_EXTRACT PROVIDED_.
*** Block opens ***
The Rices were wonderful guests and made me feel so very much at home. It was so nice to sleep in a bed without the fear of being woken by horrendous snoring.

 

 

Sunday 13th June

 

We all lied in, finally getting up for Brunch, somewhere between breakfast and lunch, which seems a most agreeable American tradition.

 

I helped David take some stuff down to the local tip that seemed the most wonderful recycling centre I had ever seen. David had his eyes on some windows, which had come in a few days ago. It wasn’t so much a tip; more of an exchange centre and the man running it was such a friendly chap. I was beginning to really love New England. It was a million miles away form the usual consumerism that abounds the great USA.

 

It had to be done sometime, over 6000 miles of dried on mud and bugs were splattered on my bike, and so it had to have a wash. Soon I would have to try and sell it. I also washed Dino’s car. It took half the time that it took to wash my bike.

 

Before diner David took me for a walk in the woods to see their Maple Syrup farm, They had over 1000 trees tapped and at the right time of year the trees would ooze syrup down the pipes to the sugar house, where it would be boiled down into Maple Syrup. It was quite an experience, in the middle of a wood with pipes leading from here to there in a strange network.

 

David showed me one of his barns and pointed out a snake in the rafters just above my head. I was hoping to escape that type of critter, but it appears they are following me.

 

We spent the evening watching the ‘tube’ and then I read for a while before a good sleep. I really like Vermont. It has a brilliant relaxed atmosphere, strong community relations, a wonderful environment and a good sense of environmentalism. If I had to move to the USA, I’d come here.
*** Block closes ***
_DATA PROVIDED_.
*** Block opens ***
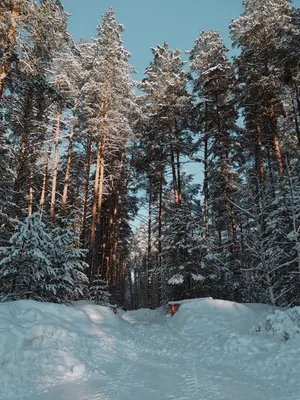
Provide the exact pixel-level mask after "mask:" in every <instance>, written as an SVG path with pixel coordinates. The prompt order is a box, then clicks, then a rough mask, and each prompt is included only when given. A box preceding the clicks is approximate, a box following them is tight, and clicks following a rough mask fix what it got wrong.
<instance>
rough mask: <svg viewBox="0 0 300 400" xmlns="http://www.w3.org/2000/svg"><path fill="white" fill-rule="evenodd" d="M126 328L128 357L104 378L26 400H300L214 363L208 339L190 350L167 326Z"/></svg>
*** Block closes ***
_TASKS FOR THIS EXERCISE_.
[A] Return the passage from the Vermont travel diary that runs from "The Rices were" up to and including "agreeable American tradition.".
[B] Carry the Vermont travel diary forward, beginning after its final sentence.

_EXPECTED RESULTS_.
[A]
The Rices were wonderful guests and made me feel so very much at home. It was so nice to sleep in a bed without the fear of being woken by horrendous snoring.

 

 

Sunday 13th June

 

We all lied in, finally getting up for Brunch, somewhere between breakfast and lunch, which seems a most agreeable American tradition.

[B]
 

 

Monday 14th June

 

I had a long lie in and then headed out to find a bike shop to buy new brake pads for my bike. They ha got own to the metal a few days ago, but being rather mechanically unsympathetic and fairly skint, I had been avoiding the problem.

 

The bike shop was closed for the day. I was so happy to find a place that gave its employees another day off for having to work Saturdays. That practice was soon disappearing in the UK, so long may it continue in Vermont. God bless her.

 

I went to a second hand bookstore and bought another book to read. All afternoon I rested against a red barn and read in the sun looking at the wonderful trees and wind blowing through the grass. Not an unnatural noise could be heard, it was a peaceful place and I was so happy to be here.

 

I spent the rest of the day looking around the locality, walking into the woods and exploring. I found myself easily lost in the beauty around me. Time went quick and so did my thought.

 

Soon I would be home, no more than a few weeks away. Would I join Major’s Millions, the 3 million unemployed in the UK or would I get a job?

 

Would I have to go back to my previous employers and beg a job, if the worst came to the worst?

 

I really hoped that this trip would spur me on in a direction I might not of realised, but it was hard to imagine where I would go. My qualifications were rather poor but my interests were high. It would be hard to match the two. I put it in the hands of God and carried on looking at the wonders around me.

 

We had another spectacular dinner; Dino was a rather fantastic cook. I sampled some Maple Syrup on pancakes and it was very nice. Kind of like honey, but not quite so sweet, thick and sickly.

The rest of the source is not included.